** Page excerpt **
- - - - - - -

{
 "cells": [
  {
   "cell_type": "markdown",
   "metadata": {},
   "source": [
    "# De-novo signatures\n",
    "\n",
    "We can attempt to discover signatures from new data. For these examples we will use a simple synthetic dataset with 4 signatures which slightly overlap."
   ]
  },
  {
   "cell_type": "code",
   "execution_count": null,
   "metadata": {},
   "outputs": [],
   "source": [
    "import seaborn as sns\n",
    "import pathlib\n",
    "from cvanmf.denovo import rank_selection, plot_rank_selection, decompositions, Decomposition\n",
    "from cvanmf import models, data"
   ]
  },
  {
   "cell_type": "code",
   "execution_count": null,
   "metadata": {},
   "outputs": [],
   "source": [
    "blocks = data.synthetic_blocks(\n",
    "    overlap=0.4, \n",
    "    k=4, \n",
    "    scale_lognormal_params=dict(sigma=0.75)\n",
    ")\n",
    "blocks\n",
    "# Each feature is assigned a weight drawn from a lognormal distribution, to roughly simulate some features (such a taxon) \n",
    "# generally taking higher values in input data."

- - - - - - -

** Data for processing **
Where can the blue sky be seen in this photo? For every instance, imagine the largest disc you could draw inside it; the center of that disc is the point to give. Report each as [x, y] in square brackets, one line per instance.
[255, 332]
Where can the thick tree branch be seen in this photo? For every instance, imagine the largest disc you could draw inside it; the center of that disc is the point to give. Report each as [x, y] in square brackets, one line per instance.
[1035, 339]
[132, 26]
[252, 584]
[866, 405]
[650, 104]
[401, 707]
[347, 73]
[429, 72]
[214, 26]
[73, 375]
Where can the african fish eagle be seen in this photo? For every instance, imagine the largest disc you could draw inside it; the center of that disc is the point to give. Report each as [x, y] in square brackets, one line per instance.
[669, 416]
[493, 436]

- - - - - - -

** Exercises to complete **
1/ Rewrite all the records with "this photo" replaced by "this image", leaving everything else unchanged.
2/ Write the next part of the de-novo signatures notebook, continuing from its last line.
The records are unrelated to the de-novo signatures notebook.

** Answers provided **
1/
Where can the blue sky be seen in this image? For every instance, imagine the largest disc you could draw inside it; the center of that disc is the point to give. Report each as [x, y] in square brackets, one line per instance.
[255, 332]
Where can the thick tree branch be seen in this image? For every instance, imagine the largest disc you could draw inside it; the center of that disc is the point to give. Report each as [x, y] in square brackets, one line per instance.
[1035, 339]
[132, 26]
[252, 584]
[866, 405]
[650, 104]
[401, 707]
[347, 73]
[429, 72]
[214, 26]
[73, 375]
Where can the african fish eagle be seen in this image? For every instance, imagine the largest disc you could draw inside it; the center of that disc is the point to give. Report each as [x, y] in square brackets, one line per instance.
[669, 416]
[493, 436]

2/
   ]
  },
  {
   "cell_type": "markdown",
   "metadata": {},
   "source": [
    "Data generated or provided in the `data` module is provided as a named tuple containing description and metadata, as well as the data. The dataframe can be accessed as `x.data`"
   ]
  },
  {
   "cell_type": "code",
   "execution_count": null,
   "metadata": {},
   "outputs": [],
   "source": [
    "x = blocks.data\n",
    "sns.heatmap(blocks.data)"
   ]
  },
  {
   "cell_type": "markdown",
   "metadata": {},
   "source": [
    "## Rank selection\n",
    "The number of ranks $k$ is unknown, however we can attempt to estimate it using bi-crossvalidation. This tries learning a held out part of the data using the other parts for a range of ranks a large number of times, and we look at measures of how well the held out part was estimated to identify a suitable rank. These are run from largest rank to smallest, so the estimate of time tends to start of conservative."
   ]
  },
  {
   "cell_type": "code",
   "execution_count": null,
   "metadata": {},
   "outputs": [],
   "source": [
    "rank_sel_res = rank_selection(x=x, ranks=range(2, 7), shuffles=20, seed=4298, progress_bar=False)\n",
    "# shuffles sets the number iterations of bi-crossvalidation which are run. \n",
    "# The default is 100, it has been set lower here to make the documentation easier to compile, but 100 is a more \n",
    "# sensible value for real data"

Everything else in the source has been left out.